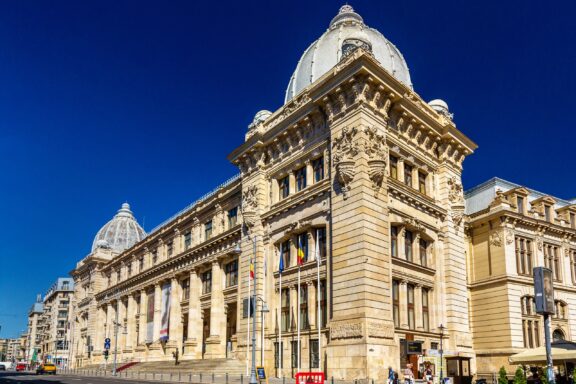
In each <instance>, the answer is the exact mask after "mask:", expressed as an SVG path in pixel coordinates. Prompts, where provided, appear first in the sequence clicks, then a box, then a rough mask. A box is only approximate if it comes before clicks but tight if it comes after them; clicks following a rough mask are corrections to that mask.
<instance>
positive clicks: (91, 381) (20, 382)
mask: <svg viewBox="0 0 576 384" xmlns="http://www.w3.org/2000/svg"><path fill="white" fill-rule="evenodd" d="M142 382H144V381H143V380H140V381H138V380H126V379H116V378H111V377H86V376H84V377H81V376H67V375H56V376H52V375H50V376H36V375H34V374H31V373H22V372H18V373H16V372H0V384H26V383H38V384H48V383H52V384H57V383H61V384H114V383H121V384H137V383H142Z"/></svg>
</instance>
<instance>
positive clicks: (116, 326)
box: [112, 291, 120, 376]
mask: <svg viewBox="0 0 576 384" xmlns="http://www.w3.org/2000/svg"><path fill="white" fill-rule="evenodd" d="M119 299H120V298H119V295H118V291H116V315H115V318H116V321H115V322H114V368H113V369H112V375H113V376H116V361H117V358H118V311H119V309H120V301H119Z"/></svg>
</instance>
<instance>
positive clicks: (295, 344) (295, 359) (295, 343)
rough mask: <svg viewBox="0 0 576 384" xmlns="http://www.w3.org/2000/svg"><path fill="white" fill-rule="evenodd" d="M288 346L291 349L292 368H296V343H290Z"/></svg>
mask: <svg viewBox="0 0 576 384" xmlns="http://www.w3.org/2000/svg"><path fill="white" fill-rule="evenodd" d="M290 346H291V347H292V348H291V349H292V368H298V356H299V355H298V341H291V342H290Z"/></svg>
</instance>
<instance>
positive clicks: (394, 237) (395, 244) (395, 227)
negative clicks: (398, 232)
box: [390, 227, 398, 257]
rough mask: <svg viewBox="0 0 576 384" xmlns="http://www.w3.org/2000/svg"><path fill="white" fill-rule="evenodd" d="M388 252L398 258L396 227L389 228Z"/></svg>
mask: <svg viewBox="0 0 576 384" xmlns="http://www.w3.org/2000/svg"><path fill="white" fill-rule="evenodd" d="M390 252H391V254H392V256H393V257H398V227H390Z"/></svg>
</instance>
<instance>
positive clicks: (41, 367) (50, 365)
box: [36, 363, 56, 375]
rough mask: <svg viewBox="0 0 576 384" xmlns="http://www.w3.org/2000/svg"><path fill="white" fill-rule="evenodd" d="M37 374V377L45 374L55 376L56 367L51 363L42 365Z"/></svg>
mask: <svg viewBox="0 0 576 384" xmlns="http://www.w3.org/2000/svg"><path fill="white" fill-rule="evenodd" d="M36 374H37V375H44V374H52V375H55V374H56V366H55V365H54V364H50V363H46V364H42V365H40V366H39V367H38V368H36Z"/></svg>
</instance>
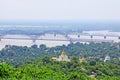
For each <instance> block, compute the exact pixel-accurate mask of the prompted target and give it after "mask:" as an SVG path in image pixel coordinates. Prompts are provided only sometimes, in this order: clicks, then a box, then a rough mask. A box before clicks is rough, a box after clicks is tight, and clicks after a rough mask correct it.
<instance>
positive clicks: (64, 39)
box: [0, 32, 120, 43]
mask: <svg viewBox="0 0 120 80" xmlns="http://www.w3.org/2000/svg"><path fill="white" fill-rule="evenodd" d="M16 36H17V37H14V35H9V36H7V37H6V35H1V36H0V41H1V40H2V39H9V40H10V39H12V40H32V41H33V43H35V42H36V41H37V40H46V41H69V42H70V43H74V42H111V43H112V42H115V40H114V39H108V37H109V38H110V37H114V38H116V39H117V40H118V41H120V37H119V36H104V35H89V34H65V33H55V32H54V33H43V34H40V35H23V37H21V35H16ZM24 36H26V37H24ZM96 36H97V38H96Z"/></svg>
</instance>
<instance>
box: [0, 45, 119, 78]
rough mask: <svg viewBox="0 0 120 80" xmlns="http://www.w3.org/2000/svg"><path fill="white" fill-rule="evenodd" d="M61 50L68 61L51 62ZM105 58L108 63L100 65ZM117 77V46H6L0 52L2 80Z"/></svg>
mask: <svg viewBox="0 0 120 80" xmlns="http://www.w3.org/2000/svg"><path fill="white" fill-rule="evenodd" d="M63 50H64V51H65V52H66V53H67V55H68V56H69V58H70V60H71V61H70V62H66V61H55V60H52V57H58V56H59V55H60V54H61V52H62V51H63ZM106 55H109V56H110V60H109V61H107V62H104V58H105V56H106ZM81 58H84V61H82V62H81V61H80V59H81ZM119 75H120V43H89V44H82V43H71V44H69V45H67V46H66V45H63V46H56V47H52V48H49V47H46V46H45V45H40V46H37V45H33V46H31V47H26V46H24V47H22V46H15V45H13V46H10V45H6V46H5V48H4V49H2V50H1V51H0V79H2V80H11V79H12V80H17V79H22V80H40V79H41V80H119V78H120V76H119Z"/></svg>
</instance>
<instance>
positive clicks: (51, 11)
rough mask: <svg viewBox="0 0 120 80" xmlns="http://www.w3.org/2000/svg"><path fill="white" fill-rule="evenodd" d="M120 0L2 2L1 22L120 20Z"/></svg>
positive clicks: (19, 1) (71, 0) (107, 20)
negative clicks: (56, 20)
mask: <svg viewBox="0 0 120 80" xmlns="http://www.w3.org/2000/svg"><path fill="white" fill-rule="evenodd" d="M119 8H120V0H0V20H84V21H86V20H88V21H91V20H94V21H95V20H98V21H99V20H100V21H119V20H120V10H119Z"/></svg>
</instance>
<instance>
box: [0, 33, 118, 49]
mask: <svg viewBox="0 0 120 80" xmlns="http://www.w3.org/2000/svg"><path fill="white" fill-rule="evenodd" d="M34 37H35V38H37V39H43V40H36V41H35V42H34V41H33V40H32V39H34ZM69 37H71V38H74V39H91V38H90V36H89V35H81V36H80V37H78V35H75V34H74V35H73V34H72V35H69ZM12 38H16V39H12ZM21 38H22V39H21ZM93 38H94V39H96V40H114V41H115V42H120V39H118V37H107V38H106V39H104V37H103V36H94V37H93ZM44 39H48V40H44ZM49 39H53V41H52V40H49ZM54 39H55V40H54ZM69 43H70V41H67V38H66V37H65V35H61V34H57V35H54V34H45V35H41V36H35V35H34V36H30V35H4V36H1V40H0V50H1V49H3V48H4V47H5V45H17V46H28V47H30V46H32V45H34V44H36V45H38V46H39V45H41V44H45V45H46V46H47V47H55V46H61V45H63V44H64V45H68V44H69Z"/></svg>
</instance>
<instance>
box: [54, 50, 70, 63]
mask: <svg viewBox="0 0 120 80" xmlns="http://www.w3.org/2000/svg"><path fill="white" fill-rule="evenodd" d="M52 59H53V60H56V61H70V59H69V58H68V56H67V54H66V52H65V51H62V53H61V55H60V56H59V57H58V58H56V57H53V58H52Z"/></svg>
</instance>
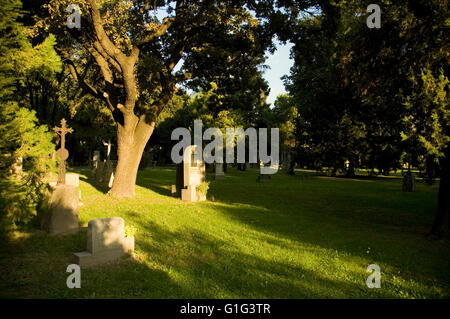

## Exercise objective
Above are the records. Print exactly, and only, the lines from the line with "box: [390, 227, 398, 257]" to the line with "box: [36, 363, 56, 375]", both inclusive.

## Output for this task
box: [390, 227, 398, 257]
rough mask: <svg viewBox="0 0 576 384" xmlns="http://www.w3.org/2000/svg"><path fill="white" fill-rule="evenodd" d="M388 252L398 258L396 227L389 228Z"/></svg>
mask: <svg viewBox="0 0 576 384" xmlns="http://www.w3.org/2000/svg"><path fill="white" fill-rule="evenodd" d="M390 252H391V254H392V256H393V257H398V227H390Z"/></svg>
</instance>
<instance>
positive clicks: (41, 367) (50, 365)
box: [36, 363, 56, 375]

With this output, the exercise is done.